§ **Required task**
Pull out each line below that contains the string "rifle".

§ **Information shown**
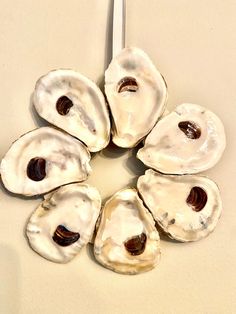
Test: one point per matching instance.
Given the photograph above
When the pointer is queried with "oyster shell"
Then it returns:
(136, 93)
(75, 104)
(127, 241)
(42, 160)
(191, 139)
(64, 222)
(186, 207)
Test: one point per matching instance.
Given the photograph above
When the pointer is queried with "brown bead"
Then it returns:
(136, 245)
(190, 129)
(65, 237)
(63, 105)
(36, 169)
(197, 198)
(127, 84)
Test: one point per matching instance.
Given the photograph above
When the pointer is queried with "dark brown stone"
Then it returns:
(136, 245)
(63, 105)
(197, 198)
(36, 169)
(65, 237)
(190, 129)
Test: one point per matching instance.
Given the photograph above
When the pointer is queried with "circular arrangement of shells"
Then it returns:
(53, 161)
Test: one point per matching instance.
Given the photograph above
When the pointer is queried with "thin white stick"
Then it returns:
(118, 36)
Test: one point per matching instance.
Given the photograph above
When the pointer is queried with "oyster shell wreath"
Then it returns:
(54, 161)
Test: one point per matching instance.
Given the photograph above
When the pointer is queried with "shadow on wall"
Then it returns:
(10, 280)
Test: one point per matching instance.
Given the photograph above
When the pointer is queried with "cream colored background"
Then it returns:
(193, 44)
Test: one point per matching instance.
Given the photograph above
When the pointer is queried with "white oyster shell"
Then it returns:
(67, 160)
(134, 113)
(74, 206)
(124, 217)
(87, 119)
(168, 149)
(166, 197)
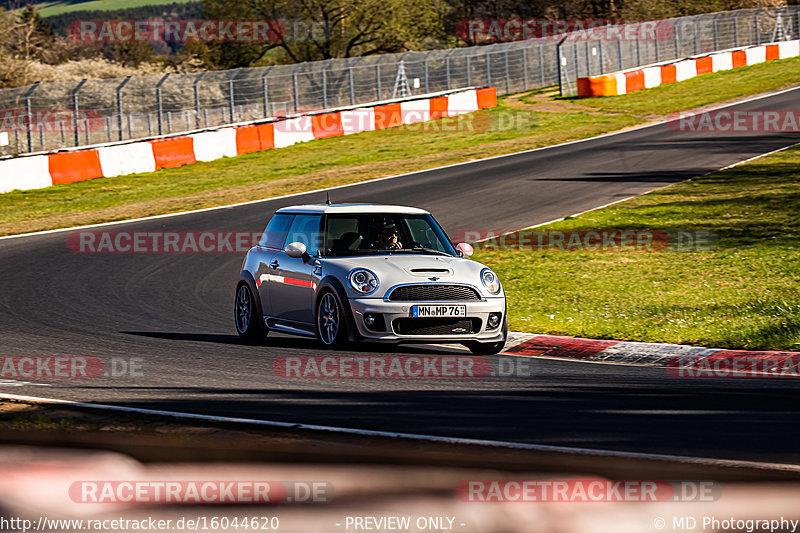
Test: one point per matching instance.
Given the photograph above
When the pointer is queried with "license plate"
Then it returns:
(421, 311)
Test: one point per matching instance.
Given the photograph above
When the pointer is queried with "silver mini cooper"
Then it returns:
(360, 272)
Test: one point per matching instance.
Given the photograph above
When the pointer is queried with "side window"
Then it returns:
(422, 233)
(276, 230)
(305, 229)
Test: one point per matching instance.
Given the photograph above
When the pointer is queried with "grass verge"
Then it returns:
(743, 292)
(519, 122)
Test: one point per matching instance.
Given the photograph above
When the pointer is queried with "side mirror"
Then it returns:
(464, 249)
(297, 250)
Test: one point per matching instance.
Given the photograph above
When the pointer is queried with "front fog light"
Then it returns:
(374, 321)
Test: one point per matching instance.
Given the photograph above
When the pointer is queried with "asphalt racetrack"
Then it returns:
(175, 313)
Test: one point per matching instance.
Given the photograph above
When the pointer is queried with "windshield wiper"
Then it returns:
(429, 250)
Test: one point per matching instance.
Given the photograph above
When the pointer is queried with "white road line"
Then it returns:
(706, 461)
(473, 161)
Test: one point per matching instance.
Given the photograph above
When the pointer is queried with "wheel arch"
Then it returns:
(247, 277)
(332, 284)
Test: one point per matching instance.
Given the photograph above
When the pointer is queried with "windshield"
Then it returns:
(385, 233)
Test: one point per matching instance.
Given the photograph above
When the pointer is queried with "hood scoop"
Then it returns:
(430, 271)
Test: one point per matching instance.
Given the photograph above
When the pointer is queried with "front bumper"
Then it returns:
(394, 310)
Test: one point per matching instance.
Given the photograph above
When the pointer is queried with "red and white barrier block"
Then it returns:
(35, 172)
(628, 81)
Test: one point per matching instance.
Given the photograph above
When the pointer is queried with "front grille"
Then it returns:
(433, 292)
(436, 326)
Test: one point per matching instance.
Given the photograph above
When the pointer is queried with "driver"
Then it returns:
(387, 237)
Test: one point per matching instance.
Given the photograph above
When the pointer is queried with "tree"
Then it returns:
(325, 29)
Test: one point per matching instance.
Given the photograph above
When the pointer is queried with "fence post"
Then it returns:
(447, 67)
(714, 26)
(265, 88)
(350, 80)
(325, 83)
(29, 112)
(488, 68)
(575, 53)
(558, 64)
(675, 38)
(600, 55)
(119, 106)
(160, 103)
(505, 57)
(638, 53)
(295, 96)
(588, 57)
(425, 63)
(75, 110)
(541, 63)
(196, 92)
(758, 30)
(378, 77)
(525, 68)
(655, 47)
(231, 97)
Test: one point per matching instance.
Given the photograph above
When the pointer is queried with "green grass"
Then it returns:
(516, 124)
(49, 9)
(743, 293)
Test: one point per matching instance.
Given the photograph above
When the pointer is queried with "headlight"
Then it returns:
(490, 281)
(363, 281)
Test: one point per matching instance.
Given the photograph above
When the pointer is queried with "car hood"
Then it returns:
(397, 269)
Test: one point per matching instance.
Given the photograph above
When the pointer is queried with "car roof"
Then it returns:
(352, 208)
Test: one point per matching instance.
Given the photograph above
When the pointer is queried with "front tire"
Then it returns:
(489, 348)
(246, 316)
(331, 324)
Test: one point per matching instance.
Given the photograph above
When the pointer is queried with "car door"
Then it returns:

--

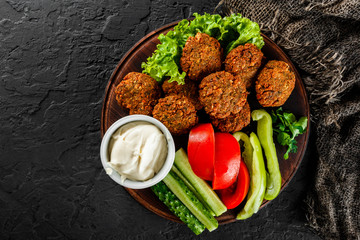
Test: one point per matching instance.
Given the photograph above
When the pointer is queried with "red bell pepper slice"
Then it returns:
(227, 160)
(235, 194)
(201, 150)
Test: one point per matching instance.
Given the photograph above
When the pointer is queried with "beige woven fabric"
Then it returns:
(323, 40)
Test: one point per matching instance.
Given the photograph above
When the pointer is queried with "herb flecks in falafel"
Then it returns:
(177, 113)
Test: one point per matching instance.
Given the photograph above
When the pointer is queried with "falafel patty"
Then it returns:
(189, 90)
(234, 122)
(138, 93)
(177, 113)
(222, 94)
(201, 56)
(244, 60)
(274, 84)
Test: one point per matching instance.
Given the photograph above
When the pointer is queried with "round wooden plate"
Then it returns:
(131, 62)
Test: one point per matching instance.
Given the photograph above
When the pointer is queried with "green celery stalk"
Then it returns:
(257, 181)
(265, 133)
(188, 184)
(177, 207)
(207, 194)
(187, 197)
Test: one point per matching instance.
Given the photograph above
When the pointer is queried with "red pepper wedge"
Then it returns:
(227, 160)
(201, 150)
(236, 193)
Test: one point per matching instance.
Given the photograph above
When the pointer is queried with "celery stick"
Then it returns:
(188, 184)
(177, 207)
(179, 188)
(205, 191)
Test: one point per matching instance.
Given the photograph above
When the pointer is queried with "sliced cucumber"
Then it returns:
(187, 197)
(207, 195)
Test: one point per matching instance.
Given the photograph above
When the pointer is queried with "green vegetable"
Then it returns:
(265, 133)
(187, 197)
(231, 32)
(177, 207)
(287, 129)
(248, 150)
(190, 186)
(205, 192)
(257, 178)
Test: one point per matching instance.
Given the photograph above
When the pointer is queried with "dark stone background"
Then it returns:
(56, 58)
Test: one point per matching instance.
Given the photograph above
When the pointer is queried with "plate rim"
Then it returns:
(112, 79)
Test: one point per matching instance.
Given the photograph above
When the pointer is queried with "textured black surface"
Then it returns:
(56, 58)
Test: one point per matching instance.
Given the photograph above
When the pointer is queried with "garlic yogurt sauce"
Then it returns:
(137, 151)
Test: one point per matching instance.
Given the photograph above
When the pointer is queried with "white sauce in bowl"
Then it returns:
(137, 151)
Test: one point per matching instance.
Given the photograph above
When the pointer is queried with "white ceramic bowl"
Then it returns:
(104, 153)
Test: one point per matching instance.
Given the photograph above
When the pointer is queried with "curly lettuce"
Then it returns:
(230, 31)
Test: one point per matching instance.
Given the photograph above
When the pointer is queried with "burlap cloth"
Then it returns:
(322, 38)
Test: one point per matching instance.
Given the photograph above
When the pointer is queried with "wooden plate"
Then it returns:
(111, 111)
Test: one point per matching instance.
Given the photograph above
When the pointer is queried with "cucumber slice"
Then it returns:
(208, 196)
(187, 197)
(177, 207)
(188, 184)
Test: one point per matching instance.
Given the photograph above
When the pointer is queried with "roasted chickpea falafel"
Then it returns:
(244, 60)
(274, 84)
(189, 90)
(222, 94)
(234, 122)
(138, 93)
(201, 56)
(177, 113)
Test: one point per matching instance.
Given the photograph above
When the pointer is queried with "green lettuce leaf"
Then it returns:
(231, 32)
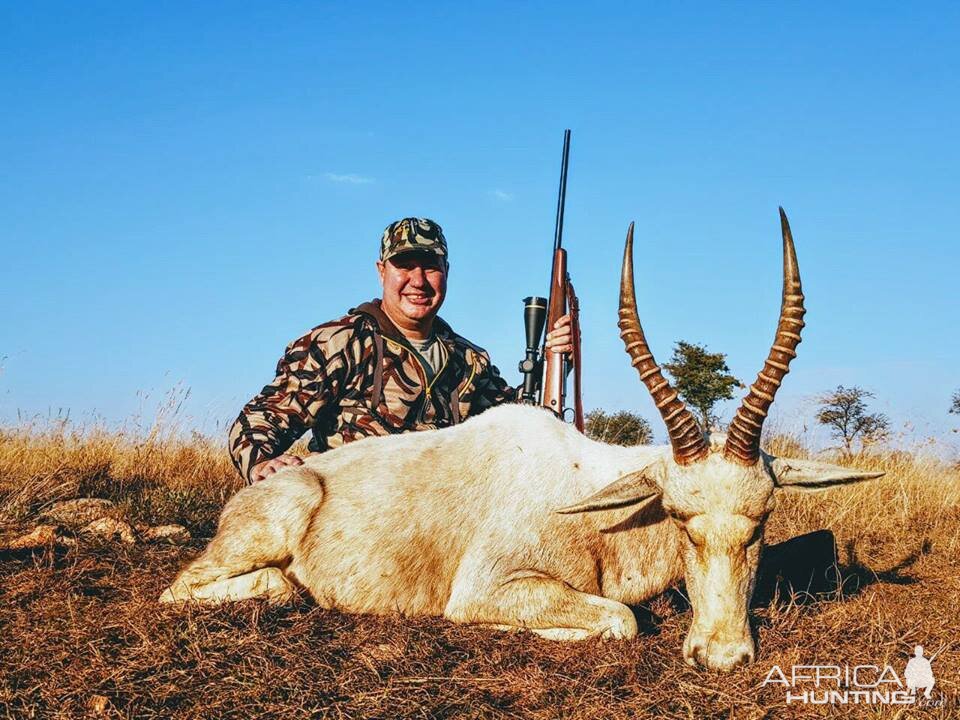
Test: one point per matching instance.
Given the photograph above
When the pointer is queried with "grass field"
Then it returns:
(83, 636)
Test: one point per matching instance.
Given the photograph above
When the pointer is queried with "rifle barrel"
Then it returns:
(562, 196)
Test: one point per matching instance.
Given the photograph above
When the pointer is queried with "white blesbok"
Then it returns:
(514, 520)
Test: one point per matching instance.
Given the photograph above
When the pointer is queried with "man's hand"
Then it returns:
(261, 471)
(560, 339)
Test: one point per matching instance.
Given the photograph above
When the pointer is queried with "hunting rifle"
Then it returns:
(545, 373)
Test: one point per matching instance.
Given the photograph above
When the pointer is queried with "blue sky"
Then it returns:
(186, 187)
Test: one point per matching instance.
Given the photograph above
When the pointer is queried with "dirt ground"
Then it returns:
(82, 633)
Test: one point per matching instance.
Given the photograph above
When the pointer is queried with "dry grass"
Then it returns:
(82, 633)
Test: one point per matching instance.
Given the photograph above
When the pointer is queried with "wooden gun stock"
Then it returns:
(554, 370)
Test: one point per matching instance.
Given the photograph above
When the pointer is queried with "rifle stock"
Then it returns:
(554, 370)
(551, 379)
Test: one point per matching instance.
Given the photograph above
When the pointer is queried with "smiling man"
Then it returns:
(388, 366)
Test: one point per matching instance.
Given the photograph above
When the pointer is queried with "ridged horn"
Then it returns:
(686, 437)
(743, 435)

==

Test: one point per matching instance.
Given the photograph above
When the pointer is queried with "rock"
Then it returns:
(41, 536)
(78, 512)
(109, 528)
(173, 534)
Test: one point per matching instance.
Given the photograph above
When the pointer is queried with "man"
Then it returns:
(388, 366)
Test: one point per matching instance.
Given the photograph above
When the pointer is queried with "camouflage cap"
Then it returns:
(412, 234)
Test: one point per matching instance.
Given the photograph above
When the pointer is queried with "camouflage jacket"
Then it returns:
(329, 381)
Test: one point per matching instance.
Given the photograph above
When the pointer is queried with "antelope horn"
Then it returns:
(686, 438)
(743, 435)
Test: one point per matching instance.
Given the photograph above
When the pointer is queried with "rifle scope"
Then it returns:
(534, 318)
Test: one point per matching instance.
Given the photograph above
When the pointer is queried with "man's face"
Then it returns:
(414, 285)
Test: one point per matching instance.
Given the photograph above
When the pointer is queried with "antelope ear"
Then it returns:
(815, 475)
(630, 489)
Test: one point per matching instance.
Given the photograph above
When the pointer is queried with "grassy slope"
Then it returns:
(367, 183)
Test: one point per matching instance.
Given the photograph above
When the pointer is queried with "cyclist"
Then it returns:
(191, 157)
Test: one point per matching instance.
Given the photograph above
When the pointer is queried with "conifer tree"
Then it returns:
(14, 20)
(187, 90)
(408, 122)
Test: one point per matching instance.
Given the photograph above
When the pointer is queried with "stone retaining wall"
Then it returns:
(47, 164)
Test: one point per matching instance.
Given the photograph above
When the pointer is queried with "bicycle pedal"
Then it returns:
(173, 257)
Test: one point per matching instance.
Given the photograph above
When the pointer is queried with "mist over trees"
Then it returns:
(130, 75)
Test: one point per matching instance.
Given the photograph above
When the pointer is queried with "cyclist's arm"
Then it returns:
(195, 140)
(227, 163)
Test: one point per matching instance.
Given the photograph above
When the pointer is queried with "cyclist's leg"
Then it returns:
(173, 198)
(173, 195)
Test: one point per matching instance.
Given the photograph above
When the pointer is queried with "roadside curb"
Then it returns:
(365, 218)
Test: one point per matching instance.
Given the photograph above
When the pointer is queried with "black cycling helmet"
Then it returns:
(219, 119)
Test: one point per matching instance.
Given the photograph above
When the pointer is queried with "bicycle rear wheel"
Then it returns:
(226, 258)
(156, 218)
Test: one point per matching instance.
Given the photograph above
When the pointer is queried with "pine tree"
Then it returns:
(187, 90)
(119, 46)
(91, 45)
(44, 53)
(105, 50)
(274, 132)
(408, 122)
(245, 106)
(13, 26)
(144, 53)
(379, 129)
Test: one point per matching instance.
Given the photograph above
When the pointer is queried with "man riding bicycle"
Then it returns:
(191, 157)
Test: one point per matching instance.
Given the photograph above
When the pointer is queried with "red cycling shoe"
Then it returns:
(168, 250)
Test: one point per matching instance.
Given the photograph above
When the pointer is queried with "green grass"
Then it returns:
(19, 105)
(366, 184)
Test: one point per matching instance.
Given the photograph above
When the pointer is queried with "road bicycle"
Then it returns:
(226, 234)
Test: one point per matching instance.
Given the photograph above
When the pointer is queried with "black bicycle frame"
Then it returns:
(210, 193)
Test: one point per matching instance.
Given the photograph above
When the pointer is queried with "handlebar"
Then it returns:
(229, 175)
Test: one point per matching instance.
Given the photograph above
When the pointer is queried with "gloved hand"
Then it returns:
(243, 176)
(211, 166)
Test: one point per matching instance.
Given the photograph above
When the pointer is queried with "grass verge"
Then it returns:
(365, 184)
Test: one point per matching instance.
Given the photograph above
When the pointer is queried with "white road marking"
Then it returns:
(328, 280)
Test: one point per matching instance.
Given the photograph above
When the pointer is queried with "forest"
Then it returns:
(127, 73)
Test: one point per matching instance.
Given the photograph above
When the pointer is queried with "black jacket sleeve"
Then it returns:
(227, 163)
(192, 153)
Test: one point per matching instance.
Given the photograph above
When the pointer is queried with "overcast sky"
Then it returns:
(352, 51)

§ **The solution**
When the pointer is queried with "rifle barrel"
When the pointer is queried with "hunting rifle"
When the pointer is queried with "rifle stock"
When the pointer is queried with "rifle scope"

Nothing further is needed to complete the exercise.